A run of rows
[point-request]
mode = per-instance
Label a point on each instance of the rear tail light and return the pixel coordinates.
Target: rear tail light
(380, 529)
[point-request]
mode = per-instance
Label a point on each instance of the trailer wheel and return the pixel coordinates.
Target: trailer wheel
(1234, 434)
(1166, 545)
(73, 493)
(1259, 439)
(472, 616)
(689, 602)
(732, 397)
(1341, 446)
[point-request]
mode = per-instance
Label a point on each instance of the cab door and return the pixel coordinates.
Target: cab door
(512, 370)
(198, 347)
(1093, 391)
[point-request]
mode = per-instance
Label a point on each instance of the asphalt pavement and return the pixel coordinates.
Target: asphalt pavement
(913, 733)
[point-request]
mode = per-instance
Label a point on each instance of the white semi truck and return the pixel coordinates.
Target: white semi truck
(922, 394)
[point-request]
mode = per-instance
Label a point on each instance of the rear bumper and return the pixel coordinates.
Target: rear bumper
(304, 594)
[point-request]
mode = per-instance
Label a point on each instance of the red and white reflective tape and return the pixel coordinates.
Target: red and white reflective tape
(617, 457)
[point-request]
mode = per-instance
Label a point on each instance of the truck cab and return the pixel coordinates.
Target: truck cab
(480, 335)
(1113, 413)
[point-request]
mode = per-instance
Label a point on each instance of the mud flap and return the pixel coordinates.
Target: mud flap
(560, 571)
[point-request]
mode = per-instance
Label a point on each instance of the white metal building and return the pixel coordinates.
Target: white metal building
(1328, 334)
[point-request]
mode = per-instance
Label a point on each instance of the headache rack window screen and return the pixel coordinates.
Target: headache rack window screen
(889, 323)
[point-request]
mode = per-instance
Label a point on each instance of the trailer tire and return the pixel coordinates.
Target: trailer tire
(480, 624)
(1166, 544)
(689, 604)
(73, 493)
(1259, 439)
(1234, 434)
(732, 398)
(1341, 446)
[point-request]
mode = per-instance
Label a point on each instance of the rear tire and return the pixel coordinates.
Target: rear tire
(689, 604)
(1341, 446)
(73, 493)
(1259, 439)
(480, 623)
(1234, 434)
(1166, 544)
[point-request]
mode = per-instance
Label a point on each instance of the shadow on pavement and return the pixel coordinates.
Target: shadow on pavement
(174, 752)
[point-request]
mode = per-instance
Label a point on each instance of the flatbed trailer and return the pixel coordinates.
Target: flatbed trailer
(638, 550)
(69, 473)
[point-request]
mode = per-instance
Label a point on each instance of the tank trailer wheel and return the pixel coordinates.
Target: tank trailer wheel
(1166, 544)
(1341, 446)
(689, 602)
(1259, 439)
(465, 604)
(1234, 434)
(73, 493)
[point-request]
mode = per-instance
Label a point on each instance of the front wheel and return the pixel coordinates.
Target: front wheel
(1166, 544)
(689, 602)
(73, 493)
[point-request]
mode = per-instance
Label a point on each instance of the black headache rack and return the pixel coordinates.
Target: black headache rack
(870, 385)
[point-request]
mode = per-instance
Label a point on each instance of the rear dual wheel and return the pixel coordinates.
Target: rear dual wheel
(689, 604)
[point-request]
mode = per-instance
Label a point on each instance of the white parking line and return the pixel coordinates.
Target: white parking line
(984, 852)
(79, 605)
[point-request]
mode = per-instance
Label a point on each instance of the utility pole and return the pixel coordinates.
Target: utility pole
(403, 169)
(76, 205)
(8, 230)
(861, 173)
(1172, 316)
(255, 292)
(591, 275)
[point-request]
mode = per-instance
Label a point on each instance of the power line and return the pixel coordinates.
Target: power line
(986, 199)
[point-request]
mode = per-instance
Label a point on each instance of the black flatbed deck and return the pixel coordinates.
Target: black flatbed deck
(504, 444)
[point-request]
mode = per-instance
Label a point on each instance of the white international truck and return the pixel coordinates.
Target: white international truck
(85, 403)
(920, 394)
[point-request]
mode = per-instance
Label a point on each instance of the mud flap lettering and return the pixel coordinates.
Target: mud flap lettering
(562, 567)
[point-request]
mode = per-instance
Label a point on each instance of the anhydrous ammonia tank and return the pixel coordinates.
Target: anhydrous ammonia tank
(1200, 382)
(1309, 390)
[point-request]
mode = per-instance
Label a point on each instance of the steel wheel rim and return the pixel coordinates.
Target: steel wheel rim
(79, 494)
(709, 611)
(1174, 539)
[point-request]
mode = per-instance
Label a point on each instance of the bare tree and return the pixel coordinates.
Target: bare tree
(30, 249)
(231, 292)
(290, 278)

» **PROBLEM REQUIREMENTS**
Return all of the rows above word for word, leaving nothing out and changing nothing.

» **WRITTEN REPLY**
[point-request]
mode = per-instance
Label a point on each instance of the rear tail light and return the pixel coordinates.
Target: rear tail light
(380, 529)
[point-request]
mode = per-instance
Label a point on each instance of the trailer wheel and return the pixel coordinates.
Target: trailer wheel
(1234, 434)
(1166, 545)
(73, 493)
(1259, 439)
(472, 616)
(689, 602)
(732, 397)
(1341, 446)
[point-request]
mode = per-instance
Label a point on each instance of the cab door and return the pixel coordinates.
Target: cab door
(512, 370)
(198, 347)
(1093, 391)
[point-request]
mode = per-instance
Label a point on each instance of the asphalt pavement and return the pixel coordinates.
Target: asphalt pavement
(913, 733)
[point-request]
mode = per-instance
Label a point on each instance of the white semi truck and return the pixel coordinates.
Target: white semi truck
(922, 394)
[point-request]
mode = per-instance
Label a point on each instance of the rear bumper and return the pixel coordinates.
Target: rear bumper
(304, 594)
[point-request]
mode = per-instance
Label a point on each instance of the red and white reflective tape and return the pixel coordinates.
Target: red and white reflective tape
(617, 457)
[point-request]
mode = per-instance
Label a point on each instance of the truck cab and return the pixel coordinates.
Target: truck cab
(480, 335)
(1113, 413)
[point-request]
mode = per-instance
Label a point on each instance of the mud flap and return the pixel coordinates.
Target: mud flap
(560, 571)
[point-request]
mode = per-instance
Label a point on each instance of the white metal building and return the pixel coordinates.
Target: white metal building
(1328, 334)
[point-request]
mode = per-instance
Label a point on each instance of the headache rack window screen and return the pixel coordinates.
Target: headache rack window screen
(889, 323)
[point-request]
mode = per-instance
Label a point on each instance of the trailer tire and return the pixel coordinates.
Target: trailer tire
(480, 624)
(1166, 544)
(689, 604)
(73, 493)
(1259, 439)
(1234, 434)
(732, 398)
(1341, 446)
[point-request]
mode = per-instance
Label a point on each instance of the rear tire and return the pixel coordinates.
Target: rear tire
(689, 604)
(1341, 446)
(73, 493)
(1259, 439)
(480, 623)
(1234, 434)
(1166, 544)
[point-request]
mode = per-instance
Label a point on each instance of the shadow on pavement and return the pixel coordinates.
Target: shadow on pavement
(174, 752)
[point-request]
mode = per-instance
Label a point on each instance of the flatbed trailer and return the pixel coordinates.
Target: flatbed trailer
(638, 550)
(69, 473)
[point-request]
mode = per-instance
Label a point on each instance of the tank trailer wheel and return the pixel coordinates.
Target: tank trailer wheel
(1166, 544)
(1341, 446)
(689, 602)
(1259, 439)
(465, 604)
(1234, 434)
(73, 493)
[point-request]
mode = per-instance
Label a point on each instance of the front wheel and return the pixel coordinates.
Target: front wheel
(1166, 544)
(689, 602)
(73, 493)
[point-request]
mode = per-instance
Label a point on each instance of the black headache rack and return the pixel coordinates.
Target: black headache rack
(870, 385)
[point-request]
mode = per-instance
Label a point on each instance of the rear dual wheel and return the pixel coordinates.
Target: rear dual wheel
(689, 604)
[point-request]
mode = per-instance
Label a point on each instance of the white parking line and return the pixel coordinates.
Target: white parking line
(984, 852)
(79, 605)
[point-request]
mode = per-instance
Label a point on each instance of the utility pole and return the pixel coordinates.
Target: utility pole
(403, 169)
(76, 205)
(8, 230)
(861, 173)
(1172, 316)
(255, 292)
(591, 275)
[point-request]
mode = per-instance
Label a point on each instance of the power line and return the pixel coordinates.
Target: power line
(986, 199)
[point-request]
mode = per-instance
Label a point on each instance of the black flatbed deck and return the pixel coordinates.
Target: black flatbed deck
(504, 444)
[point-request]
mode = per-instance
Label a point on each instance of the white international truck and return the pixel coordinates.
Target: white international truck
(85, 403)
(920, 394)
[point-request]
mode = per-instance
Label a point on each instance of the mud flap lettering and return the pixel coordinates.
Target: mud flap lettering
(562, 567)
[point-request]
mode = per-instance
Label a point on each instance of the anhydrous ammonia tank and return the pixel coordinates.
Target: anhydrous ammonia tank
(1200, 382)
(1309, 390)
[point-request]
mode = per-instance
Label a point on each instance of the steel wheel rim and return the pixel coordinates.
Target: steel wheel rim
(79, 494)
(709, 611)
(1174, 539)
[point-request]
mode = per-instance
Label a point on each instance of the bare tree and return the pixel coordinates.
Target: bare tree
(30, 249)
(231, 292)
(290, 278)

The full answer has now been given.